** Start Material provided **

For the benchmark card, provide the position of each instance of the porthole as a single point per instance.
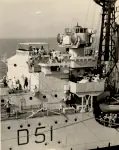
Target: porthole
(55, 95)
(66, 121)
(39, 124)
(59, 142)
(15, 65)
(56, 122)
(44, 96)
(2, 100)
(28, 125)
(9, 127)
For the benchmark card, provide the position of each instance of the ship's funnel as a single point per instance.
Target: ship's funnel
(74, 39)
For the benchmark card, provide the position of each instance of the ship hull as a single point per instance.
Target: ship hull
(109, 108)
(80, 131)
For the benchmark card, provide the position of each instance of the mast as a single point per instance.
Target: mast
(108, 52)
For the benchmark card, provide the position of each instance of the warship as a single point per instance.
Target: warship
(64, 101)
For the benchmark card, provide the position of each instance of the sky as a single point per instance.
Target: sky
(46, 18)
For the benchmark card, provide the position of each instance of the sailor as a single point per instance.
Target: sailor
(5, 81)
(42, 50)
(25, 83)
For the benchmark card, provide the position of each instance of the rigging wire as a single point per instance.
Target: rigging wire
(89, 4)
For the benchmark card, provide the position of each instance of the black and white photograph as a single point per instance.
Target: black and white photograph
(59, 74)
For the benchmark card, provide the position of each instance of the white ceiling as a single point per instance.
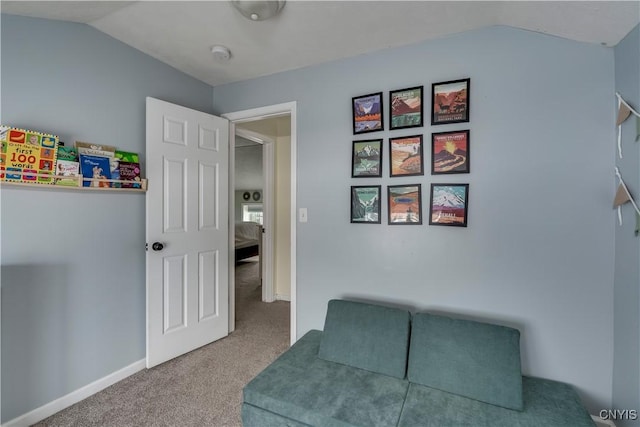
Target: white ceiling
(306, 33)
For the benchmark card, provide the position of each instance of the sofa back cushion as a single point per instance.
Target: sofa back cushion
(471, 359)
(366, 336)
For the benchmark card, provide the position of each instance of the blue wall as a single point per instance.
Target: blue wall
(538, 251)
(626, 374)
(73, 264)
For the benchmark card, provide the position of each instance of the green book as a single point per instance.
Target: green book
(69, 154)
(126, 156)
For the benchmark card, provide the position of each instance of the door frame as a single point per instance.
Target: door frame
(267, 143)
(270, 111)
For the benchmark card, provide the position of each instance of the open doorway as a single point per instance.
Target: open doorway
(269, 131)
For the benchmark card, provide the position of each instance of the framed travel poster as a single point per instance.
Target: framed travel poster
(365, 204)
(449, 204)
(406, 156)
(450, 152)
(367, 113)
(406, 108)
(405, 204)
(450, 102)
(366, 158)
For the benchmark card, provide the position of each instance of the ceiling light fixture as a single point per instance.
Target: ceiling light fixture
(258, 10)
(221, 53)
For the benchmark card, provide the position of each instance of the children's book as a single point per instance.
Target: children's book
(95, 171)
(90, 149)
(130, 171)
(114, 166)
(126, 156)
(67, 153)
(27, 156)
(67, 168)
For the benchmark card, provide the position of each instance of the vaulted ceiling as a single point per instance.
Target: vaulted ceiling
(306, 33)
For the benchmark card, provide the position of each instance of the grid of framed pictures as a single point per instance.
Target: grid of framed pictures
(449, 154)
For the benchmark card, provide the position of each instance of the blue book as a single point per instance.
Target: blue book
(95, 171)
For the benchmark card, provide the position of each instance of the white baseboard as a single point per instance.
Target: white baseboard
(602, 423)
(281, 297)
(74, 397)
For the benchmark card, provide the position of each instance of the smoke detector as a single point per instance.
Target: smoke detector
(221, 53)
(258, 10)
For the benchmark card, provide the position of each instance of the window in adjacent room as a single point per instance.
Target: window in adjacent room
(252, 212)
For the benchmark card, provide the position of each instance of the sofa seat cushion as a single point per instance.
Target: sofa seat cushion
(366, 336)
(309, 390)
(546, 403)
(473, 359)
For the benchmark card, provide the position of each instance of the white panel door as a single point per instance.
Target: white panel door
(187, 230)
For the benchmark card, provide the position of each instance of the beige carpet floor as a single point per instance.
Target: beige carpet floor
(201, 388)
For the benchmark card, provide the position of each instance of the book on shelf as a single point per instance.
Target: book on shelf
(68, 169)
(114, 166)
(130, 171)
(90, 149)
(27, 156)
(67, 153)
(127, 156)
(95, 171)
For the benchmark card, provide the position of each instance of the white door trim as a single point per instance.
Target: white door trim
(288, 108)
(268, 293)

** End Material provided **

Return exactly the lines from the one containing "baseboard as a single point per instance." to the last line of the data, and nothing more.

Solution →
For the benchmark card, provide the position of each instance of the white baseboard as a single point per instance.
Target: white baseboard
(602, 423)
(281, 297)
(74, 397)
For the benchmark card, provide the position of each instance of the smoke detector as a single point per instance.
Target: smoke detector
(221, 53)
(258, 10)
For the benchmark card, provide the position of each instance of the window in adjacent room as a single point per instance.
Target: window in adjacent room
(252, 212)
For the benchmark card, provide the position of each instance of the sofa seat cushion as a single point per instance.
Target: sofa seat cushion
(366, 336)
(309, 390)
(546, 403)
(473, 359)
For the benchmark card, provide the position of each instance of the white panel door as a single point per instance.
Target: white panel door
(187, 230)
For the benchmark card, provide the position of each instance of the beige carpet floor as a single point per instance.
Target: beige carpet floor
(201, 388)
For the benchmark card, provide the position of each instance of the book on shelf as a single point per instance.
Target: book on shelf
(68, 169)
(114, 166)
(130, 171)
(90, 149)
(27, 156)
(67, 153)
(127, 156)
(95, 171)
For the benchmark card, provide the position of each instance of the white door trim as a single point per instance.
Target: white door trim
(288, 108)
(268, 293)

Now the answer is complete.